Durch ihren bildhauerischen Schreibakt werden diese Spuren Realität, wird aus den Prozessen der Vergangenheit, historischen wenn man so will, individuellen wie kollektiven, Handlungsraum der Gegenwart.
Da sind zum einen ihre Arbeiten im öffentlichen Raum. Hart erkämpfter Raum, der gar so öffentlich letztlich noch immer oder schon wieder nicht ist, setzt man öffentlich mit frei zugänglich gleich. Monumentale Kunstwerke von Frauen bestimmen ihn jedenfalls nur selten, politische, gesellschaftskritische Auseinandersetzungen, Infragestellungen noch weniger. Vielmehr ist er von einem dichten Netz an Interessen über- und durchzogen, die ihn konstituieren. Angriffe auf diese Strukturen werden nicht ohne Grund als Bedrohung bestehender Hierarchien gewertet – entsprechend wird darauf reagiert.

────────────────────

WAS ZU TUN IST
1. Gib aus dem Textauszug die Stelle von „Durch ihren bildhauerischen“ bis „wird darauf reagiert.“ wortgetreu wieder.
2. Nenne alle Adjektive, mit denen der Textauszug die Prozesse der Vergangenheit näher bestimmt.
3. Führe den Textauszug im gleichen Stil weiter, beginnend nach seinem letzten Satz.

────────────────────

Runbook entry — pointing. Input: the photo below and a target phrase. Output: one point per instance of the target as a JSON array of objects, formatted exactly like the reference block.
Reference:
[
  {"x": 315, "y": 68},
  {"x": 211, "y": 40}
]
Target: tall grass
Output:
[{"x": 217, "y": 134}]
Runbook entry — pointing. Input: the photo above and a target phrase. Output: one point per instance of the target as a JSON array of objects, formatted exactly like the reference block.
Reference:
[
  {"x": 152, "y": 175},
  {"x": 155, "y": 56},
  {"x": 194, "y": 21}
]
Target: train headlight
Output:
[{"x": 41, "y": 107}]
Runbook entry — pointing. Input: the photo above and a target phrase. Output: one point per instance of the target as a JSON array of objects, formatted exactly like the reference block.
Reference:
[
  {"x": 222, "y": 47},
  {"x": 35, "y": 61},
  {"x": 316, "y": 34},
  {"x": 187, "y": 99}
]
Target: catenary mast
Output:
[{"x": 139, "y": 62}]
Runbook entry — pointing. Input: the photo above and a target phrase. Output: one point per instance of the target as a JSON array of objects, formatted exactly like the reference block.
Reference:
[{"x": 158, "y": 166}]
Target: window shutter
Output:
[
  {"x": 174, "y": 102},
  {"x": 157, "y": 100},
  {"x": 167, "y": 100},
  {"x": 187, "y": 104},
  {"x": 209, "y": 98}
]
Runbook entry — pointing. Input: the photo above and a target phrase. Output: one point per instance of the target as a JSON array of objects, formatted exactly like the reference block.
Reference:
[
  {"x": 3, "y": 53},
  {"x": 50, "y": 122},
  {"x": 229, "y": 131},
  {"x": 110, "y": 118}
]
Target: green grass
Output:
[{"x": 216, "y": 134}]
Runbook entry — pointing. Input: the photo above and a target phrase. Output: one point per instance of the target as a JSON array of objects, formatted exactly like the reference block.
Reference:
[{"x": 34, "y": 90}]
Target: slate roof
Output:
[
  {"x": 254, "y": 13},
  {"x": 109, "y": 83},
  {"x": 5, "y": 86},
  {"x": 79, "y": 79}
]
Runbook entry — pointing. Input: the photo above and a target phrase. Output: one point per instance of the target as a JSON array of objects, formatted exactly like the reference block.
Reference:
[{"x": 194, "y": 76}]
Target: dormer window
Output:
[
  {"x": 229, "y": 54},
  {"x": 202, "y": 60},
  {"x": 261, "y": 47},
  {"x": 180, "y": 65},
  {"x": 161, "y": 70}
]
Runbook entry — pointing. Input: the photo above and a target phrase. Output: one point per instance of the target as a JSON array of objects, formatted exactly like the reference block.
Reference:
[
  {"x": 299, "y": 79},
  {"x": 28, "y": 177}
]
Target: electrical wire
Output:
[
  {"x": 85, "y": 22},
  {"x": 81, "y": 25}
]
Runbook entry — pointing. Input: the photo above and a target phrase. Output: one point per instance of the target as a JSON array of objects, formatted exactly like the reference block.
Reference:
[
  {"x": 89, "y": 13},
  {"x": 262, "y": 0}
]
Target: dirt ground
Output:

────────────────────

ERGEBNISSE IN REIHENFOLGE
1.
Durch ihren bildhauerischen Schreibakt werden diese Spuren Realität, wird aus den Prozessen der Vergangenheit, historischen wenn man so will, individuellen wie kollektiven, Handlungsraum der Gegenwart.
Da sind zum einen ihre Arbeiten im öffentlichen Raum. Hart erkämpfter Raum, der gar so öffentlich letztlich noch immer oder schon wieder nicht ist, setzt man öffentlich mit frei zugänglich gleich. Monumentale Kunstwerke von Frauen bestimmen ihn jedenfalls nur selten, politische, gesellschaftskritische Auseinandersetzungen, Infragestellungen noch weniger. Vielmehr ist er von einem dichten Netz an Interessen über- und durchzogen, die ihn konstituieren. Angriffe auf diese Strukturen werden nicht ohne Grund als Bedrohung bestehender Hierarchien gewertet – entsprechend wird darauf reagiert.

2. historischen, individuellen, kollektiven

3.
Eine von Ulrike Trugers wohl bekanntesten Arbeiten ist die Wächterin, die seit 2000 vor dem Wiener Burgtheater ihren Platz einnimmt. Die Geschichte ihrer topographischen und ideellen Verortung spiegelt zu einem guten Teil die Entwicklungen einer Gesellschaft und ihrer Verhältnisse wider. 1987/88 entstanden, kam die drei Meter Höhe messende Figur aus fünf Tonnen Statuario-Marmor erstmals 1993 im gesellschaftspolitischen Kontext im oststeirischen Hartberg zum Einsatz, als Pfarrer August Janisch als erstes Opfer von einer Briefbombe verletzt wurde. Gegenüber dem Weihnachtsbaum placiert, wirkt der Fels wie eine Versicherung zwischen den Lichtermeer-Kerzen, die im Gegensatz dazu nach der Kundgebung wieder verlöschen.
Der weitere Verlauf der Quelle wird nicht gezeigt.